I'm with Jason on this, what flow.
Having said that, I normally make adjustments to the raw photo.  I then open it in photo shop, sharpen using USM.  Fom there it's crop it, frame it, sign it, and post it.  Sometimes I do play with a few other settings, but usually don't have the time to get do much more.  One day, I will have a time to figure out photoshop, cause I know I'm not getting all I could out of it.

Hoss


----------



## FERAL ONE (Sep 24, 2007)

i know i need to get deeper in post processing, but i am usually too lazy to!!! i open in raw , adjust temperature ,exposure, and saturation if needed. then open in edit and clone / crop if needed. sharpen last. save for web and share with yall!!!!


----------



## leo (Oct 4, 2007)

*Mine varies with each pic*

depending on what I think it needs...

As I usually shoot RAW, thats where I start... 1'st the exposure then the white balance, occasionally a shadow adj if needed.  
Next any cropping/cloning, then on through any levels, color, sharpening that I feel is needed. 

  Occasionally I will run the opened raw  through "quick fix" .. I don't actually do any adjustments there but I do a few previews to get an idea of what the various adjustments will produce


One thing is for sure ... if I run a RAW pic through more than once I will not end up with the exact pic that I got before


----------

※ ※ ※

- Task directions
Transcribe word for word the part of the photo-editing thread above that begins at "i know i need" and stops after "share with yall!!!!".

- Stored records
※ ※ ※

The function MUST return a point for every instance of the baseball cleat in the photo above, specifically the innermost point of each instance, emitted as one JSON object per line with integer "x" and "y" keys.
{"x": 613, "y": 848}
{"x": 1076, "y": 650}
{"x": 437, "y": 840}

※ ※ ※

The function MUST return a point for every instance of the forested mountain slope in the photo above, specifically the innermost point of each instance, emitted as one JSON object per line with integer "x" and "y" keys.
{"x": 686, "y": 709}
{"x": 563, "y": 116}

※ ※ ※

- Final result
i know i need to get deeper in post processing, but i am usually too lazy to!!! i open in raw , adjust temperature ,exposure, and saturation if needed. then open in edit and clone / crop if needed. sharpen last. save for web and share with yall!!!!